:: Work required ::
Reproduce the part of the biography of Anna Augusta Von Helmholtz-Phelan starting with "Early life and" and going on through "and the University of Berlin.", word for word.

Anna Augusta Von Helmholtz-Phelan (September 22, 1880 – January 10, 1964) was an American university professor, author, speaker, poet and social worker. For more than four decades, she taught English and writing at the University of Minnesota, with a specialty in short stories, before retiring in 1949 as assistant professor emeritus of English. Phelan was the author of The Indebtedness of Samuel Taylor Coleridge to August Wilhelm Von Schlegel (1907; originally presented as the author's thesis, University of Wisconsin, 1905), The Social Ideals of William Morris (1908), The Staging of the Court Drama to 1595 (1909), and The Social Philosophy of William Morris (1927). A collection of her poetry was published in The Crystal Cup (1949), the proceeds of which established the "Anna Augusta Von Helmholtz-Phelan Award for Creative Writing" at the University of Minnesota.

Early life and education
Anna Augusta Von Helmholtz was born at Sturgeon Bay, Wisconsin, September 22, 1880. She was the daughter of Otto Wilhelm and Albertine Henriette von Helmholtz, and grand niece of Hermann von Helmholtz, the physicist.

Phelan was educated at Sturgeon Bay High School. At the University of Wisconsin, she made Phi Beta Kappa in her junior year. There, she received her A. B. degree in 1905, with honors; graduate scholar, A. M., 1906; Mary M. Adams Fellow in English literature. She received her Ph.D. at the University of Wisconsin in 1908 while serving as an assistant instructor. Her studies also took her abroad to the University of Oxford, the Sorbonne, and the University of Berlin.

Career
Phelan was a member of the faculty of the University of Minnesota since 1908, first as an instructor in rhetoric and in 1914, as an assistant professor of English. She was the faculty advisor to several school organizations such, Women's Athletic council, Women's League, Equal Suffrage club, Social Problems club and The Players. During her teaching career, Phelan also lectured at St. Catherine's College (now St. Catherine University), Visitation Convent, and at the University of Berlin. After retiring from the University of Minnesota in 1949, Phelan continued teaching creative writing privately.

The author of several non-fiction books, Phelan also published a book of poetry.

Phelan's professional and civic activities including being a member of the Woman's club of Minneapolis, and the state committee to determine minimum wages, as well as several Minneapolis committees including for social survey, vocational survey, child welfare exhibit, organization of the Women's Welfare League, and Mayor's service men's employment. She served as chair of the committee on laws affecting working women (1910–11), the department of social economics (1911–13), the Minnesota Speakers' bureau, and the Council of National Defense. She was a delegate to the American Civic Association, the National Conservation Congresses, and the National Social Center Conference (Madison, Wisconsin, 1911).

:: Records ::
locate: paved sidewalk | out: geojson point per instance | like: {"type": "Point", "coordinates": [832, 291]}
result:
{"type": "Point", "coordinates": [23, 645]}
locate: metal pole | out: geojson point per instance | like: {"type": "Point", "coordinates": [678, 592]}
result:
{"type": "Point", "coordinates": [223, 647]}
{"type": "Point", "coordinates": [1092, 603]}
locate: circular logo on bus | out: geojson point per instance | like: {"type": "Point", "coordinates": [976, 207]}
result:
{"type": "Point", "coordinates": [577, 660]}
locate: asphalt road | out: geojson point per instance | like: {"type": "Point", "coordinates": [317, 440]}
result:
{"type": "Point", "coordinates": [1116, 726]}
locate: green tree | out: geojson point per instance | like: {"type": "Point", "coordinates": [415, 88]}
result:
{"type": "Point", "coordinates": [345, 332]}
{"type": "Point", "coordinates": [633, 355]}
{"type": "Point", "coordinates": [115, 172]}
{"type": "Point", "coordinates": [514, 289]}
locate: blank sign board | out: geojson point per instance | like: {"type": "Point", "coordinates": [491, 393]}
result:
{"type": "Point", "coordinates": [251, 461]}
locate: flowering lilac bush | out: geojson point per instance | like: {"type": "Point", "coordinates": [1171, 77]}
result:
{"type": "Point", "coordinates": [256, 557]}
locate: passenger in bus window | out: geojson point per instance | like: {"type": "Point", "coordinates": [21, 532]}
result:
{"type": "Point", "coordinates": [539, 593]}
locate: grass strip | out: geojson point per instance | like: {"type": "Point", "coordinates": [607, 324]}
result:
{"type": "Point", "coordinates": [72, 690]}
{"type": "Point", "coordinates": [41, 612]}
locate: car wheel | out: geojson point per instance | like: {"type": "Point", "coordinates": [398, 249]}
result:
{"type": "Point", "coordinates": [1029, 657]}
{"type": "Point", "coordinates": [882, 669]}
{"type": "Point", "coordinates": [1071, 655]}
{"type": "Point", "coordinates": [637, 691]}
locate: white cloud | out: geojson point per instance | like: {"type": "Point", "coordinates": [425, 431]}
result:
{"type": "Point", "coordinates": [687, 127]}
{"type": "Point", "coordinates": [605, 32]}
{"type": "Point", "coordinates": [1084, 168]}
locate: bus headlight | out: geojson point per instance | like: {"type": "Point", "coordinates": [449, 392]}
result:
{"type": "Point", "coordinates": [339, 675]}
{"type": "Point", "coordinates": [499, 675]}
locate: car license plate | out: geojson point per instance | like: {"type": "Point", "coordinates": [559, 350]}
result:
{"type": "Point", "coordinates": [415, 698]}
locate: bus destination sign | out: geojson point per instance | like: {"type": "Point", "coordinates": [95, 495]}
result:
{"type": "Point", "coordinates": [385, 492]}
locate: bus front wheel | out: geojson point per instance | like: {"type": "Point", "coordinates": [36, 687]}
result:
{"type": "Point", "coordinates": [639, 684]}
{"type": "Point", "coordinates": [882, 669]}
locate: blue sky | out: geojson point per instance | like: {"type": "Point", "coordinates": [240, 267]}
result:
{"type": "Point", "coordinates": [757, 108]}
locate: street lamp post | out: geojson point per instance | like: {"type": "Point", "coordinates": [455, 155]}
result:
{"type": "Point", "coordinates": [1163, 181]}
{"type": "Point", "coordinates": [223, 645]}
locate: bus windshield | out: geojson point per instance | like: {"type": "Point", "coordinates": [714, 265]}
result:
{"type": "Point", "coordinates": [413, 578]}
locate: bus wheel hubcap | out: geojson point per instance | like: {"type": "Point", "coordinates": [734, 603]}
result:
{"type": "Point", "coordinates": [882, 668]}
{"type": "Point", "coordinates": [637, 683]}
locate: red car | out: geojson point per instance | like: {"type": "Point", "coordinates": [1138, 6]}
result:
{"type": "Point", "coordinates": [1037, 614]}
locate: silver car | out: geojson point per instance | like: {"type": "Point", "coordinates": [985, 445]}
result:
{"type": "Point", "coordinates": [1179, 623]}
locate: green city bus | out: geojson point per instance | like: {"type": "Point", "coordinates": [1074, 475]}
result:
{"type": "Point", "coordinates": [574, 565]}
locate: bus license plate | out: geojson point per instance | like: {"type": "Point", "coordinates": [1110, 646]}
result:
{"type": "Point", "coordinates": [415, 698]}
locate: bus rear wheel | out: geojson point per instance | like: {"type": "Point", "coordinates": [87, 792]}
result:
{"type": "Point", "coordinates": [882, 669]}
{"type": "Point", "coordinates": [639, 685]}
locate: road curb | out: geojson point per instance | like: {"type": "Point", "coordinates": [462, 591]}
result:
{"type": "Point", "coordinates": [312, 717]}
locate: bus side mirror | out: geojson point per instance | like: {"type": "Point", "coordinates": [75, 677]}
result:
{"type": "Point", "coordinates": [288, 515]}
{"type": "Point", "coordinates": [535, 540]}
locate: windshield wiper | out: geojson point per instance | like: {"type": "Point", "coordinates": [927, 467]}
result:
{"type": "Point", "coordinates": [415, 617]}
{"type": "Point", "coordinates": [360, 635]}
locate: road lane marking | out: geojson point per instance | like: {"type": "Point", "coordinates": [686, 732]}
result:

:: The answer ::
Early life and education
Anna Augusta Von Helmholtz was born at Sturgeon Bay, Wisconsin, September 22, 1880. She was the daughter of Otto Wilhelm and Albertine Henriette von Helmholtz, and grand niece of Hermann von Helmholtz, the physicist.

Phelan was educated at Sturgeon Bay High School. At the University of Wisconsin, she made Phi Beta Kappa in her junior year. There, she received her A. B. degree in 1905, with honors; graduate scholar, A. M., 1906; Mary M. Adams Fellow in English literature. She received her Ph.D. at the University of Wisconsin in 1908 while serving as an assistant instructor. Her studies also took her abroad to the University of Oxford, the Sorbonne, and the University of Berlin.